***** Selected passage *****

We disagree. The gravamen of section 550, subdivision (a)(1) is the intent to defraud the insurer. (See People v. Scofield (1971) 17 Cal.App.3d 1018, 1025-1026.) The intent to defraud is an intent to deceive another person for the purpose of gaining a material advantage over that person or to induce that person to part with property, either by some false statement or representation of fact or by wrongful concealment or suppression of the truth. (People v. Pugh (2002) 104 Cal.App.4th 66, 72.) Implicit in any claim submitted to an insurance company is the representation that the insured believes that the loss is covered by the policy. Consequently, submission of an insurance claim for a loss which the insured knows is not covered is sufficient to prove the intent to defraud.
Viewing the evidence in the light most favorable to the verdict, and presuming the existence of every fact the trier of fact could reasonably deduce from the evidence (People v. Rayford (1994) 9 Cal.4th 1, 23), we conclude that there is substantial evidence which reasonably supports the conclusion that defendant submitted the claim knowing that the loss was not covered. Defendant does not contest the sufficiency of the evidence that he intentionally set the fire. As a matter of law insurance contracts exclude coverage for losses intentionally caused by the insured. (Ins. Code, § 533; Combs v. State Farm Fire & Casualty Co. (2006) 143 Cal.App.4th 1338, 1342.) There is a presumption that each person knows the governing law. (1119 Delaware v. Continental Land Title Co. (1993) 16 Cal.App.4th 992, 1002.) There was no evidence to rebut that presumption, i.e., that defendant did not know that an insurance policy may not cover a loss which the insured intentionally caused. In addition, when asked whether it is “always the policies of the insurance company” to exclude intentional acts from coverage, Topa Insurance investigator Varisco responded “Yes.” Although the question is not entirely clear, in context Varisco’s testimony can reasonably be understood as a statement that all of Topa’s policies, including defendant’s, explicitly exclude claims for losses which the insured intentionally caused. This evidence is sufficient to support the conclusion that defendant knew about the exclusion and that he intentionally submitted his claim knowing he was not entitled to payment. This is sufficient to support the verdict.

***** Record set *****

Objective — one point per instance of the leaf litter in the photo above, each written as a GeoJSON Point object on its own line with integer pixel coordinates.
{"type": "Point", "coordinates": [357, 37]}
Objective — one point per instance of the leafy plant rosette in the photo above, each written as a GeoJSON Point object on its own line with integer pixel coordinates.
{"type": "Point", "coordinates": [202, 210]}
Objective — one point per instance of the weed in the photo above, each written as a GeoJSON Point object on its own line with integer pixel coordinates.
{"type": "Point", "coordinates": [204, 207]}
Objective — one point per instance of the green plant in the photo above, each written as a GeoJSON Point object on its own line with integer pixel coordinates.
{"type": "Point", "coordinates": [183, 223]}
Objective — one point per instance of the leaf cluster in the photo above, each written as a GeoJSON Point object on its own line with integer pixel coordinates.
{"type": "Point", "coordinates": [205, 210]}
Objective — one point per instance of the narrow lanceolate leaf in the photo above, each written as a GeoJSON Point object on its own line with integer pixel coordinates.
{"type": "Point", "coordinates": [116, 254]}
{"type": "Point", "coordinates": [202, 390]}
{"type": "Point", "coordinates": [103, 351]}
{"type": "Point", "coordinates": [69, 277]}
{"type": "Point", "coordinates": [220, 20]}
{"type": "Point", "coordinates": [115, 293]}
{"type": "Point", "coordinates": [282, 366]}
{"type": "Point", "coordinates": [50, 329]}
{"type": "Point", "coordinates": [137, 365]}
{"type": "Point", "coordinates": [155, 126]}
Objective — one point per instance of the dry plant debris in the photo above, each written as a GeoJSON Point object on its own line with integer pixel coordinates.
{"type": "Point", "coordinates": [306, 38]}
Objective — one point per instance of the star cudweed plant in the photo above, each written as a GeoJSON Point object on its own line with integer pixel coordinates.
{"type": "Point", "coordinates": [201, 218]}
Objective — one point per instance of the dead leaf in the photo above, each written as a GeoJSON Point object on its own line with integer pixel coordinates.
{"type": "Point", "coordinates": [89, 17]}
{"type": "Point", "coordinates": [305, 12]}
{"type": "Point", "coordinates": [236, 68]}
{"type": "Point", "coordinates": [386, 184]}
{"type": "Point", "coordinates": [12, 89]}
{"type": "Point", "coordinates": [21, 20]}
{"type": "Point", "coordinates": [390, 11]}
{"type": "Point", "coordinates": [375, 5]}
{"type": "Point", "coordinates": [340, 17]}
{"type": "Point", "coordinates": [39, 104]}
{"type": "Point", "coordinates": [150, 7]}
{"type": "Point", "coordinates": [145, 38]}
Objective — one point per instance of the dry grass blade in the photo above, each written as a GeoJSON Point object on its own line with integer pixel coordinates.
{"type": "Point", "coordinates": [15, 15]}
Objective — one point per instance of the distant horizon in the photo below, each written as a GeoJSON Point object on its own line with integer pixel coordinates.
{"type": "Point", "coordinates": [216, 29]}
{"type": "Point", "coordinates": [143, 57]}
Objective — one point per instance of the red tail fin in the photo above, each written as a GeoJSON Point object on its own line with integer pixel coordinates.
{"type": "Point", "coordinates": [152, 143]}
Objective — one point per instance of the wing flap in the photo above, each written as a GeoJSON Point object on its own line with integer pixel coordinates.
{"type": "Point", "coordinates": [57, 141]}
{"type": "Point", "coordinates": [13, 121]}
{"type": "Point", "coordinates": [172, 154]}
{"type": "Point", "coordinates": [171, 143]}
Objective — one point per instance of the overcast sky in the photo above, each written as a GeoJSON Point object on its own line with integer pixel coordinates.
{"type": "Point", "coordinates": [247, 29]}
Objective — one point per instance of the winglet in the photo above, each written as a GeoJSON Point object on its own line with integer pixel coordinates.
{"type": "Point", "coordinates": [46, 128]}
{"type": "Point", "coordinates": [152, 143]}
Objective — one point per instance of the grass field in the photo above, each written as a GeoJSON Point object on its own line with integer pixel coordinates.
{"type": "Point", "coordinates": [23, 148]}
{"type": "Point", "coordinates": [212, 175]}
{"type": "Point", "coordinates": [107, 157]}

*****

### The problem
Repeat the insurance fraud opinion word for word from "We disagree. The" to "intent to defraud.". The lines come from a separate source, not from the insurance fraud opinion.

### Exercise response
We disagree. The gravamen of section 550, subdivision (a)(1) is the intent to defraud the insurer. (See People v. Scofield (1971) 17 Cal.App.3d 1018, 1025-1026.) The intent to defraud is an intent to deceive another person for the purpose of gaining a material advantage over that person or to induce that person to part with property, either by some false statement or representation of fact or by wrongful concealment or suppression of the truth. (People v. Pugh (2002) 104 Cal.App.4th 66, 72.) Implicit in any claim submitted to an insurance company is the representation that the insured believes that the loss is covered by the policy. Consequently, submission of an insurance claim for a loss which the insured knows is not covered is sufficient to prove the intent to defraud.